╭─ Extract to read
For a 2D mesh, all mesh nodes lie in a given plane. In most cases, 2D mesh nodes lie in the XY plane, but can also be confined to another Cartesian or user defined plane. Most popular 2D mesh elements are quadrilaterals (also known as quads) and triangles (tris), shown below.

2d elements.png

3D mesh nodes are not constrained to lie in a single plane. Most popular 3D mesh elements are hexahedra (also known as hexes or hex elements), tetrahedra (tets), square pyramids (pyramids) and extruded triangles (wedges or triangular prisms), shown below. It is worth noting that all these elements are bounded by faces belonging to the above mentioned 2D elements. Some of the current solvers also support polyhedral elements, which can be bounded by any number and types of faces.

3d elements.png

Since all 3D elements are bounded by 2D elements, it is obvious that 3D meshes have exposed 2D elements at boundaries. Most of the meshing packages and solvers prefer to club exposed elements together in what is known as a surface mesh (for the purposes of applying boundary conditions, rendering meshed domains and visualizing results). A surface mesh does not have to be 2D, since volume meshes may conform to domains with non-planar boundaries. Many meshing algorithms start by meshing bounding surfaces of a domain before filling the interior with mesh nodes (such algorithms are also known as boundary to interior algorithms). For such algorithms, generation of good quality surface meshes is of prime importance, and much research has been done in the field of efficient and good quality surface mesh generation. Since surface meshes are geometrically somewhere between 2D and 3D meshes, they are also sometimes known as 2.5D meshes.
╰─
Challenge 1: Summarize the passage on mesh elements in two sentences.
╭─ Data lines
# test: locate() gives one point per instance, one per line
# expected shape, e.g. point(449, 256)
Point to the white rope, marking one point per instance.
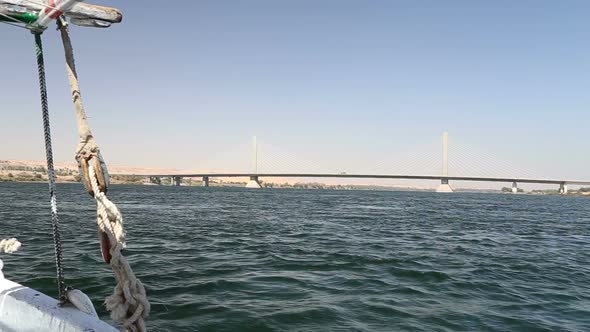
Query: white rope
point(9, 245)
point(128, 304)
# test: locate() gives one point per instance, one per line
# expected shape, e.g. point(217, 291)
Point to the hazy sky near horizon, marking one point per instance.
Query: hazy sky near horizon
point(336, 82)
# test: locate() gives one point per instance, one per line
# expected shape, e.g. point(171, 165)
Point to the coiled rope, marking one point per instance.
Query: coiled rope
point(128, 304)
point(50, 170)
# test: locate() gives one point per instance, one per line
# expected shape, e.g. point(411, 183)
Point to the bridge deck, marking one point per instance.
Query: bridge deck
point(368, 176)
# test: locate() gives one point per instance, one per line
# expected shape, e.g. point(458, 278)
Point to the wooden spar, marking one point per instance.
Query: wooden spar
point(79, 10)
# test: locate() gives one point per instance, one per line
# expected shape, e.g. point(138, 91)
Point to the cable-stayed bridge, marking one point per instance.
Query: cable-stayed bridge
point(431, 162)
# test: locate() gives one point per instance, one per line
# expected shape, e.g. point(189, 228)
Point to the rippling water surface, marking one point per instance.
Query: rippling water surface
point(232, 259)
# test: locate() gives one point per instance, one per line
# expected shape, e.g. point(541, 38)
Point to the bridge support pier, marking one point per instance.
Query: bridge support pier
point(444, 186)
point(176, 180)
point(563, 188)
point(254, 182)
point(514, 188)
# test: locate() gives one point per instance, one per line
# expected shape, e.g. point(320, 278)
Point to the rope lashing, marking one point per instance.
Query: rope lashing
point(50, 170)
point(87, 148)
point(128, 304)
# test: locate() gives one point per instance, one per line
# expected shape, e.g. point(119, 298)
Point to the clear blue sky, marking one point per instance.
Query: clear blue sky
point(331, 81)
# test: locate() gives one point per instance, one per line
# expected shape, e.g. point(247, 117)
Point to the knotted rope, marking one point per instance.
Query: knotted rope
point(128, 304)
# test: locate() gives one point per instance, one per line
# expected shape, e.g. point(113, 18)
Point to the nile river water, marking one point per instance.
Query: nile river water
point(232, 259)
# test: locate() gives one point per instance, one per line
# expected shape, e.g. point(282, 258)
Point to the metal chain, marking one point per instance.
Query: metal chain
point(50, 169)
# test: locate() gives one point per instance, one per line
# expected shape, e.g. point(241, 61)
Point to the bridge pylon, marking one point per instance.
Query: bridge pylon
point(444, 186)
╰─
Challenge 2: Pull out every line of the records that contains the word "lashing".

Response 1: In a 2D mesh all nodes lie in one plane, and the most popular elements are quadrilaterals and triangles, while 3D mesh nodes are not confined to a single plane and common 3D elements such as hexahedra, tetrahedra, pyramids and wedges are bounded by faces of those 2D elements. Because of this, 3D meshes have exposed 2D elements at their boundaries that are often grouped into a surface mesh, which many boundary to interior algorithms generate first and which is sometimes called a 2.5D mesh.

Response 2:
Point to the rope lashing, marking one point per instance.
Query: rope lashing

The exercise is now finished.